Set down again exactly the lines of the listing below that fall between the line holding "Target: railway track" and the line holding "x=554, y=95", inclusive.

STUDY MATERIAL Start Marker

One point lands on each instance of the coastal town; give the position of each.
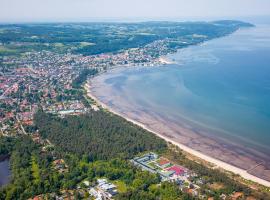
(53, 83)
(33, 82)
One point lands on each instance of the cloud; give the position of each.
(35, 10)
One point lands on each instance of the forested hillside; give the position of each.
(99, 135)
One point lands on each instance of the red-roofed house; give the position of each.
(177, 169)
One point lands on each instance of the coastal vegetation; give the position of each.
(99, 135)
(100, 144)
(58, 153)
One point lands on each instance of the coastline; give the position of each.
(218, 163)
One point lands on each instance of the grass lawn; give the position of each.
(121, 186)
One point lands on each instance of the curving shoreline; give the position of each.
(218, 163)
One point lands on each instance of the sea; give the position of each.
(221, 86)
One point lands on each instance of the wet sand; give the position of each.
(248, 163)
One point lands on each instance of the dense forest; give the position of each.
(98, 134)
(84, 74)
(100, 144)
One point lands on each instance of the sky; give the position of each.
(91, 10)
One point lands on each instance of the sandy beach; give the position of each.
(158, 127)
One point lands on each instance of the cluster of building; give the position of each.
(103, 190)
(168, 171)
(43, 80)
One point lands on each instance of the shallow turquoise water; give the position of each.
(222, 86)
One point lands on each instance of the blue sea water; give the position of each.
(222, 86)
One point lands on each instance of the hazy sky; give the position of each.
(72, 10)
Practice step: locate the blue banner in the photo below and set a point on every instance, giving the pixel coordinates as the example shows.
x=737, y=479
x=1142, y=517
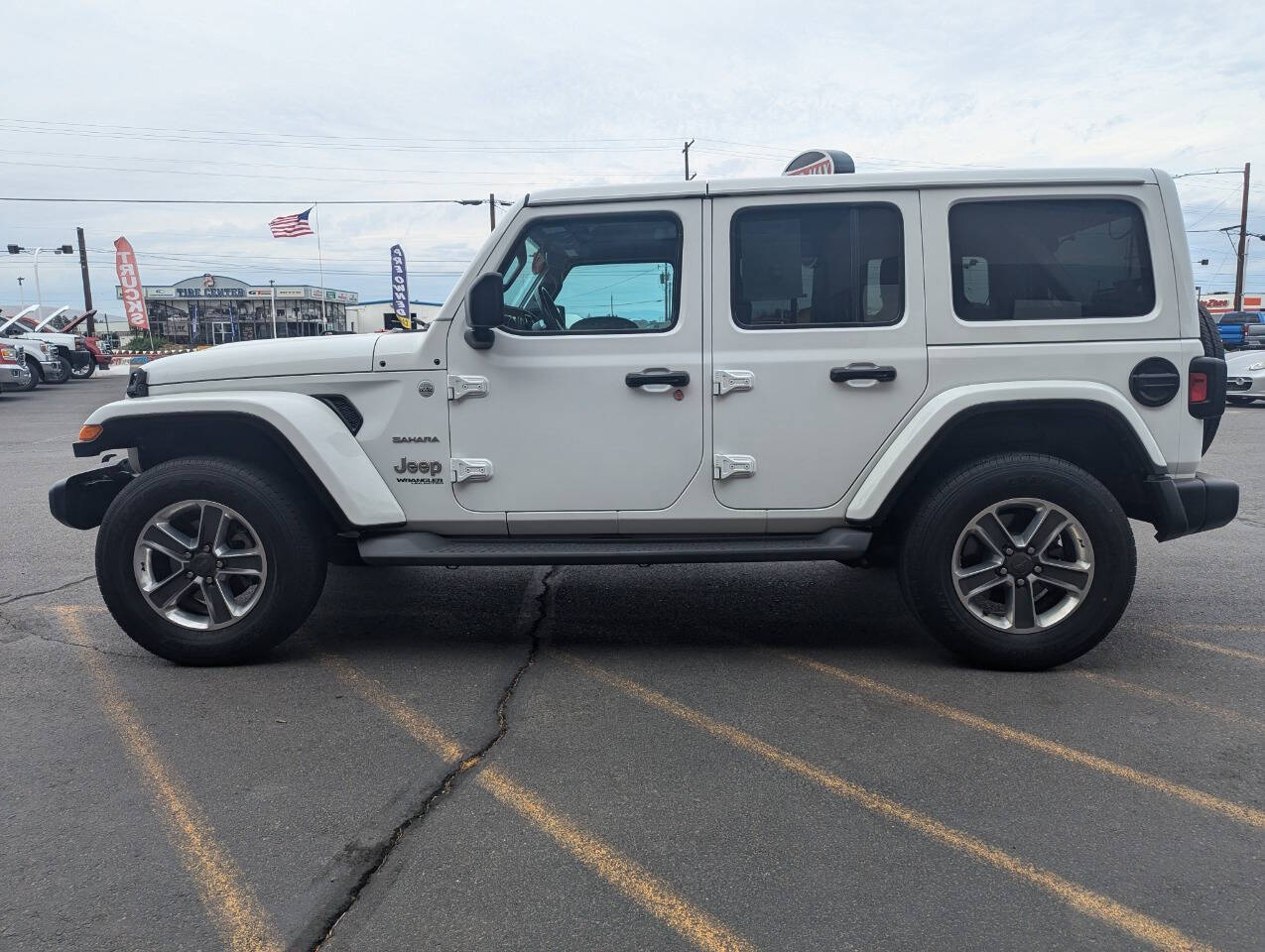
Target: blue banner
x=400, y=288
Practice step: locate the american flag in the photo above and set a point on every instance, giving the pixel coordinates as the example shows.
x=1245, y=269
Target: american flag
x=291, y=225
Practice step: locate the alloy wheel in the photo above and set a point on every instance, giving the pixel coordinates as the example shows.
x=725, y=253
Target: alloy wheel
x=200, y=565
x=1022, y=565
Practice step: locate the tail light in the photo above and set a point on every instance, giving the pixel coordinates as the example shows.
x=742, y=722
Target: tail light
x=1199, y=387
x=1205, y=387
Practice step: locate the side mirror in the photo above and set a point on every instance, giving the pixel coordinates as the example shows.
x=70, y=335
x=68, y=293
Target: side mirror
x=484, y=309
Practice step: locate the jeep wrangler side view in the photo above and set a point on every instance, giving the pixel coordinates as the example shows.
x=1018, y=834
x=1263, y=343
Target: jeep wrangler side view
x=978, y=377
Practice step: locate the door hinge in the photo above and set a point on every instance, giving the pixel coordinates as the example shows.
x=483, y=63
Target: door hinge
x=460, y=387
x=726, y=381
x=470, y=470
x=729, y=465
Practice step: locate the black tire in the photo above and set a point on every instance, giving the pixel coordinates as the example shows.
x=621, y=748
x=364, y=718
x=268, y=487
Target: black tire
x=63, y=362
x=289, y=528
x=1212, y=346
x=929, y=552
x=35, y=378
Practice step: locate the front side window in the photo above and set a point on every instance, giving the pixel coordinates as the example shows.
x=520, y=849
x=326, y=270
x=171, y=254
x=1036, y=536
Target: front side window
x=817, y=266
x=1041, y=259
x=593, y=275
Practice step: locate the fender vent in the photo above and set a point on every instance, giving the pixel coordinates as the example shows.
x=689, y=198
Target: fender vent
x=345, y=410
x=1154, y=382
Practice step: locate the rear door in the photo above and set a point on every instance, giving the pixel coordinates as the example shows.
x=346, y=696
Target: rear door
x=819, y=340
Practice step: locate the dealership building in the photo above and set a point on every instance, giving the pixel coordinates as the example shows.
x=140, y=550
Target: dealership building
x=212, y=308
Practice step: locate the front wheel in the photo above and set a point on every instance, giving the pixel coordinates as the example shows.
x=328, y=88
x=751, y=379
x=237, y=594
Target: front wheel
x=33, y=377
x=207, y=560
x=63, y=373
x=1020, y=561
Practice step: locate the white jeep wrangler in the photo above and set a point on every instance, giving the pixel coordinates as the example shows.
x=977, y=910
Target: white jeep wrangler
x=978, y=376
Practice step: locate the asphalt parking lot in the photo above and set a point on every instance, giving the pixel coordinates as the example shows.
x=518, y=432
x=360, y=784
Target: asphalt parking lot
x=704, y=757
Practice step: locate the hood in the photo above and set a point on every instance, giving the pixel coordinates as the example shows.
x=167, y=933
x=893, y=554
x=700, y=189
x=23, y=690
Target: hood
x=286, y=357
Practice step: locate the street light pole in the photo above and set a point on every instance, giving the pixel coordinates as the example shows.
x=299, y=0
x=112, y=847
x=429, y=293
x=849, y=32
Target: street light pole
x=40, y=298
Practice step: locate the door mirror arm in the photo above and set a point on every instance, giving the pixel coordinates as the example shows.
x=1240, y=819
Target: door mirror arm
x=484, y=309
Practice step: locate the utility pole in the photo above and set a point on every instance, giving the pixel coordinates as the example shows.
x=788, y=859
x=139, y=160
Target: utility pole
x=87, y=286
x=1242, y=240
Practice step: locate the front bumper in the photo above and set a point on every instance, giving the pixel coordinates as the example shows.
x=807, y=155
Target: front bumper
x=79, y=501
x=1182, y=507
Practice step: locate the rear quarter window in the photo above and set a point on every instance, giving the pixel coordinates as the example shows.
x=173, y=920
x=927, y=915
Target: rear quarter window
x=1049, y=259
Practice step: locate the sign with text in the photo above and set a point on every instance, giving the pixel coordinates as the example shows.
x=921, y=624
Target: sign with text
x=400, y=288
x=129, y=285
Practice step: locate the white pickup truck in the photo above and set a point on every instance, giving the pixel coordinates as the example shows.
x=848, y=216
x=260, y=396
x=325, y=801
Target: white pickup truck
x=978, y=377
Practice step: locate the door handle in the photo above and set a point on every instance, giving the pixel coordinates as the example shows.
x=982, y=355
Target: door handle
x=658, y=375
x=861, y=372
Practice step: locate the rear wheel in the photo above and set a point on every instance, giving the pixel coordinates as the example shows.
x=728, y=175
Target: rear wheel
x=1019, y=561
x=207, y=560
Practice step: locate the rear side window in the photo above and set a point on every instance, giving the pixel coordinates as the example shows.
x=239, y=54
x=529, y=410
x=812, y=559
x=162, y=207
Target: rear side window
x=817, y=266
x=1049, y=259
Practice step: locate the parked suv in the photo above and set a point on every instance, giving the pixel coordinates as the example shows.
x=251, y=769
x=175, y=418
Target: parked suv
x=976, y=376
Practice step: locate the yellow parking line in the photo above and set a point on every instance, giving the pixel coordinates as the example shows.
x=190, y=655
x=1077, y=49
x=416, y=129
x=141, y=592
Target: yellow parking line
x=1141, y=690
x=238, y=914
x=1084, y=900
x=1209, y=647
x=1228, y=809
x=626, y=877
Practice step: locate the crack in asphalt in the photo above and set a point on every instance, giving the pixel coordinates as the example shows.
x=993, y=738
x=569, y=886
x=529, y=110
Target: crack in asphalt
x=23, y=634
x=18, y=597
x=378, y=855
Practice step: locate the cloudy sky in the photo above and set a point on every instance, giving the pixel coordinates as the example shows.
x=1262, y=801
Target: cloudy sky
x=289, y=104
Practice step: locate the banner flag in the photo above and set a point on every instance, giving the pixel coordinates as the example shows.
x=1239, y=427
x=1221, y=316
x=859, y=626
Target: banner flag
x=400, y=288
x=129, y=280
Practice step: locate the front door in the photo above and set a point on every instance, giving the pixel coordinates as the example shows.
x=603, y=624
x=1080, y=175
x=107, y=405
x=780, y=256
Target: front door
x=819, y=336
x=591, y=397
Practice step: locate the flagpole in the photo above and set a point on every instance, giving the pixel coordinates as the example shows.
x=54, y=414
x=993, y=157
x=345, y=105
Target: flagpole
x=320, y=263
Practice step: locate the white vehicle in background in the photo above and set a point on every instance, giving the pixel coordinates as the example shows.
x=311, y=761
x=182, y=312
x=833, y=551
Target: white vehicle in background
x=1245, y=377
x=65, y=352
x=13, y=368
x=40, y=359
x=978, y=377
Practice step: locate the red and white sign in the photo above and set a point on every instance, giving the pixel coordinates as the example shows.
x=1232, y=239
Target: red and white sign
x=129, y=285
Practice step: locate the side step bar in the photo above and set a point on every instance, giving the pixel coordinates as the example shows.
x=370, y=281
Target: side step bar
x=429, y=548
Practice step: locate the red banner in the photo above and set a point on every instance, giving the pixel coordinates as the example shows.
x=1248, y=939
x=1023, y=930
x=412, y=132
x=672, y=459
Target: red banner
x=129, y=280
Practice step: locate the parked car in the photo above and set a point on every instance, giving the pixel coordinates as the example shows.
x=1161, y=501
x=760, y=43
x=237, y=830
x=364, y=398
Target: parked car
x=1233, y=327
x=1245, y=377
x=41, y=359
x=67, y=349
x=13, y=368
x=979, y=376
x=99, y=346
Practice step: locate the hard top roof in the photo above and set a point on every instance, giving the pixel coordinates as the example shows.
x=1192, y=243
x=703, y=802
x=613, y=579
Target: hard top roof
x=860, y=180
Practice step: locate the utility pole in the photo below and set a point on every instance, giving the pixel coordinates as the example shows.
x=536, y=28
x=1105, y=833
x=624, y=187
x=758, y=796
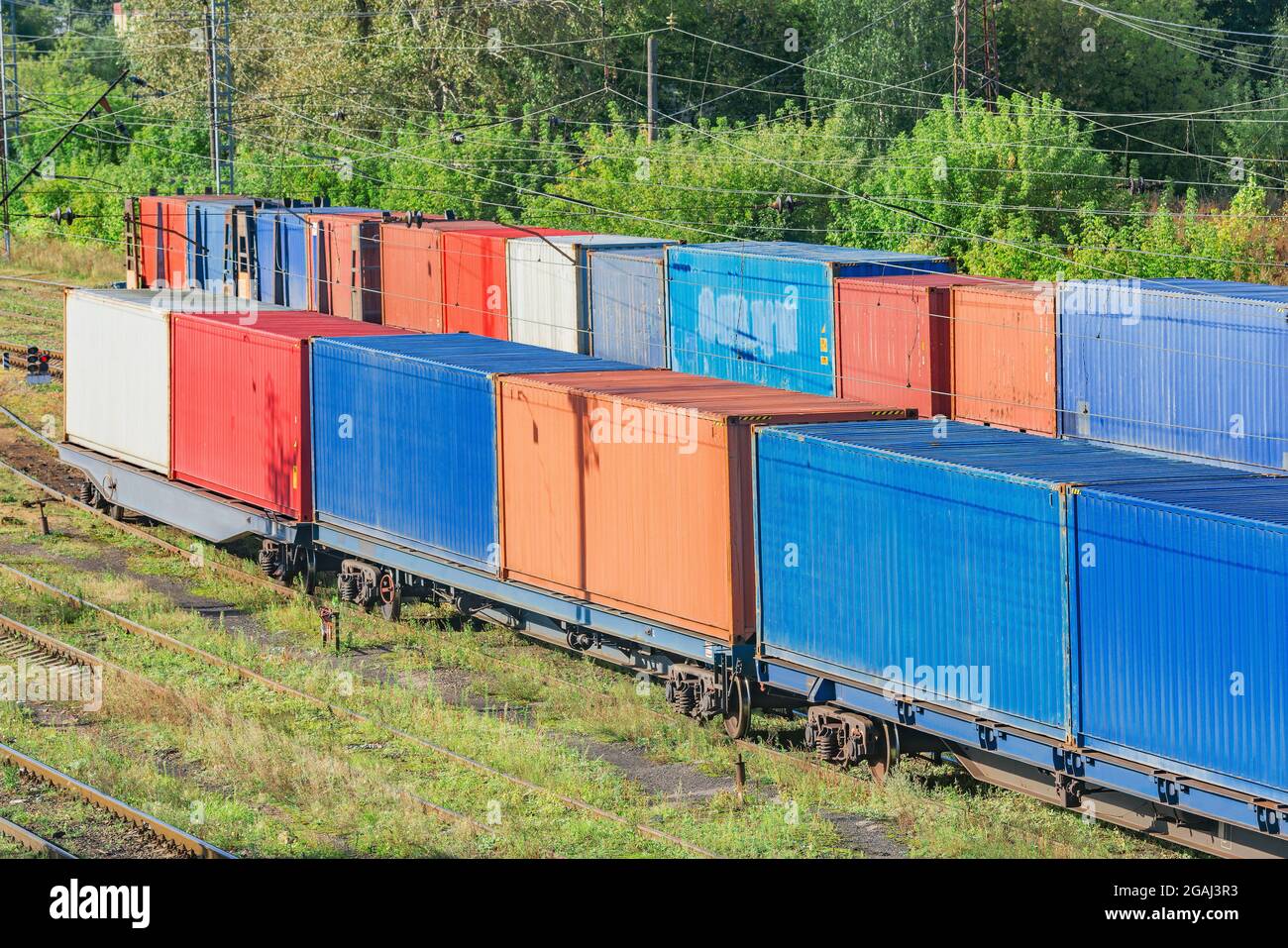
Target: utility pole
x=220, y=81
x=9, y=103
x=651, y=65
x=986, y=56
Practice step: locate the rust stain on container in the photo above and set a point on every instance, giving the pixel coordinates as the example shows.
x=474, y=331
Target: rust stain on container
x=632, y=489
x=1004, y=347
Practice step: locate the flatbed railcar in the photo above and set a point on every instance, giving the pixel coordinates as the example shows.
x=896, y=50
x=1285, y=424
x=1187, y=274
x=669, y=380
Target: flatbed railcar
x=708, y=681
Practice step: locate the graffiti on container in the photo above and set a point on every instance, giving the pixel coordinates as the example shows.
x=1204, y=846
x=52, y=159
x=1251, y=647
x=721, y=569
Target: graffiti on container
x=761, y=327
x=629, y=424
x=962, y=683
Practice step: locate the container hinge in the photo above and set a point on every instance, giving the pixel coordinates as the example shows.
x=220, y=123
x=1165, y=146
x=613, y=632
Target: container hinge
x=1068, y=791
x=906, y=712
x=1170, y=788
x=990, y=734
x=1270, y=815
x=1068, y=763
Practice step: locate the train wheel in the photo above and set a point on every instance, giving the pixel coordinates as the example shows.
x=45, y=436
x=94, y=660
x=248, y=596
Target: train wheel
x=738, y=708
x=389, y=595
x=885, y=751
x=310, y=572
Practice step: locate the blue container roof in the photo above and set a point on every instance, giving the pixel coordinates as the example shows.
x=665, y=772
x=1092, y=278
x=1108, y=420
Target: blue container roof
x=809, y=253
x=645, y=252
x=307, y=209
x=480, y=355
x=1018, y=455
x=1260, y=498
x=1228, y=288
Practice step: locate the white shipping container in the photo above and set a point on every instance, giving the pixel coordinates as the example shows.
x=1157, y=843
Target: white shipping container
x=116, y=369
x=549, y=287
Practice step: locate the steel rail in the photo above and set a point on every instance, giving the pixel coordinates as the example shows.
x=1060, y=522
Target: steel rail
x=63, y=649
x=831, y=775
x=34, y=841
x=174, y=644
x=172, y=835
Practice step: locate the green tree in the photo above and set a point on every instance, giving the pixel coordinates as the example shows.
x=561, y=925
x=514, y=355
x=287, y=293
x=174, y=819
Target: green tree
x=1120, y=73
x=965, y=175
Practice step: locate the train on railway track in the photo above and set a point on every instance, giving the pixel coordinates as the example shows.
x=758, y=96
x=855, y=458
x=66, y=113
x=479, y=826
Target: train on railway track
x=1063, y=610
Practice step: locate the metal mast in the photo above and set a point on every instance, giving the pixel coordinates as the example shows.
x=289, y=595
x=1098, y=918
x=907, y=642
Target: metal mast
x=220, y=81
x=986, y=76
x=8, y=101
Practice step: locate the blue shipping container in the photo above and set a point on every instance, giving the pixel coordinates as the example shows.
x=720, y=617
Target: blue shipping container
x=1183, y=609
x=404, y=437
x=282, y=249
x=209, y=241
x=1189, y=366
x=960, y=549
x=763, y=312
x=627, y=305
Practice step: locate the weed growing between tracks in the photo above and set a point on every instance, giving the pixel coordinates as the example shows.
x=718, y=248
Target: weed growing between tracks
x=784, y=814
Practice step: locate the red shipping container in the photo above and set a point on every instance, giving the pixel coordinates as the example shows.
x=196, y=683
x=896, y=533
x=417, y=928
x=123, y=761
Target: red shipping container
x=344, y=258
x=163, y=240
x=240, y=394
x=163, y=237
x=894, y=339
x=411, y=272
x=1005, y=356
x=476, y=290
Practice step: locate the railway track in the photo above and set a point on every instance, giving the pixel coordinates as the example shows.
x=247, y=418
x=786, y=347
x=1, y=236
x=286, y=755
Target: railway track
x=802, y=760
x=21, y=640
x=174, y=840
x=170, y=643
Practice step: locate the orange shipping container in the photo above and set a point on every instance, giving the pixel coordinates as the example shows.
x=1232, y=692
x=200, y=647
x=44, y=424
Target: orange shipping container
x=632, y=489
x=1005, y=356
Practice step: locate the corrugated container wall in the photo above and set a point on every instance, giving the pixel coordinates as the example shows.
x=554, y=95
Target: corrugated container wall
x=967, y=540
x=346, y=275
x=1183, y=612
x=240, y=424
x=210, y=244
x=411, y=277
x=550, y=287
x=476, y=286
x=1190, y=366
x=631, y=489
x=404, y=437
x=627, y=305
x=764, y=312
x=894, y=340
x=282, y=249
x=1005, y=356
x=163, y=235
x=116, y=347
x=412, y=272
x=244, y=256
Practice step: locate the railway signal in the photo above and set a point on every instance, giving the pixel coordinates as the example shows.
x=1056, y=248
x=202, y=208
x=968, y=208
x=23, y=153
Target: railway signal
x=38, y=368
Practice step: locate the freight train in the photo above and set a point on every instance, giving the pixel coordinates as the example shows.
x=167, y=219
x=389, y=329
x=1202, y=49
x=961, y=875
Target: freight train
x=1099, y=627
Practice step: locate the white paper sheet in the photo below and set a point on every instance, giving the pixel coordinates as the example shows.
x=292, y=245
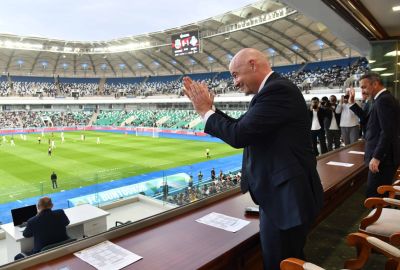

STUDY MATERIAL End Marker

▶ _PROBLEM SOLUTION_
Target: railway track
x=802, y=760
x=21, y=640
x=174, y=840
x=170, y=643
Practice step: locate the orange shipping container in the photo above and set a point on every instance, giving the pixel coordinates as the example shows.
x=1232, y=692
x=200, y=647
x=44, y=424
Target: orange shipping container
x=632, y=489
x=1005, y=356
Practice step: locate the corrugated container wall in the photo above and set a point on every instance, giving the pixel coordinates as the example shows.
x=554, y=95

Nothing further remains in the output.